(Objective):
Rewrite every line of the records below, beginning with the line that contains "Where can you find the wire" and running through the end of the records, both included. Add 105 to each number in the point coordinates and leave all other text unchanged.
____ Data shown
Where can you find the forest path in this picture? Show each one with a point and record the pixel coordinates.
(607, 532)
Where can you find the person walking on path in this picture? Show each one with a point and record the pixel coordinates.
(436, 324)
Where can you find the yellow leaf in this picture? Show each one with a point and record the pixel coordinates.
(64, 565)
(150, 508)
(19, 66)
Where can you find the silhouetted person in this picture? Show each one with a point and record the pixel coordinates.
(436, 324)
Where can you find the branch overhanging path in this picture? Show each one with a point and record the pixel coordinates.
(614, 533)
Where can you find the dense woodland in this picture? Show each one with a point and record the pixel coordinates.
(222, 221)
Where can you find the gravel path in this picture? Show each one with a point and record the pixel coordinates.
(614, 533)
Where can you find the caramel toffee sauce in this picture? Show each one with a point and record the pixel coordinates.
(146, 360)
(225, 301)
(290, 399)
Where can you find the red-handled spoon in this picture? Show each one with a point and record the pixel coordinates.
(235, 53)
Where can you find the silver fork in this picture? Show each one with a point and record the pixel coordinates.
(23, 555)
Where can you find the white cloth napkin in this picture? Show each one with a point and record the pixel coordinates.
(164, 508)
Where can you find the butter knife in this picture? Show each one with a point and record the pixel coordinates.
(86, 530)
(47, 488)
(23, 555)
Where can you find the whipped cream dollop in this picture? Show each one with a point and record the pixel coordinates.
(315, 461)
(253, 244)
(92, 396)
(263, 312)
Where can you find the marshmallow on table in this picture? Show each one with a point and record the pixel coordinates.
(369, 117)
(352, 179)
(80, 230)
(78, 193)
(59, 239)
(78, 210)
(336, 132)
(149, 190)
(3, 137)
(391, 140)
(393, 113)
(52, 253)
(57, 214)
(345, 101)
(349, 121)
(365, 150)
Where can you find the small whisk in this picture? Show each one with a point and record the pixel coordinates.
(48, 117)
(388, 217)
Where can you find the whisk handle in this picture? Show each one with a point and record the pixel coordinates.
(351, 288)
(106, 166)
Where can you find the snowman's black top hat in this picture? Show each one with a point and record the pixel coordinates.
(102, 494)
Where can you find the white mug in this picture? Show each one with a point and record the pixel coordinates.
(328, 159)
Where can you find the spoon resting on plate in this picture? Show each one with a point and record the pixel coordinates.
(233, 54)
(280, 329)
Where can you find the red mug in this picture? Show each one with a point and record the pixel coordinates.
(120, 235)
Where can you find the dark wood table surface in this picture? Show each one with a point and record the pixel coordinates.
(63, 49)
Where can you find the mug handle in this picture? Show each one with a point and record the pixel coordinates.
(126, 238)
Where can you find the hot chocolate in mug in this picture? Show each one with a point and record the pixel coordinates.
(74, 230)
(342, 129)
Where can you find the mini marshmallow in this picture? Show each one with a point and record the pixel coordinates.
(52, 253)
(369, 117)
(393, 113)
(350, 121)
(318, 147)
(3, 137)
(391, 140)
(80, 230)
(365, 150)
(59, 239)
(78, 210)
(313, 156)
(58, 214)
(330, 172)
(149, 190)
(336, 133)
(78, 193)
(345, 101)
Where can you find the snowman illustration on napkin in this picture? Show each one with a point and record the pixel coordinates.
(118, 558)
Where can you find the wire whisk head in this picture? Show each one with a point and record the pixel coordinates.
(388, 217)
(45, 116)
________
(Exercise answer):
Where can you find the wire whisk head in this picture? Show each one with a point and record the pixel coordinates.
(493, 322)
(150, 221)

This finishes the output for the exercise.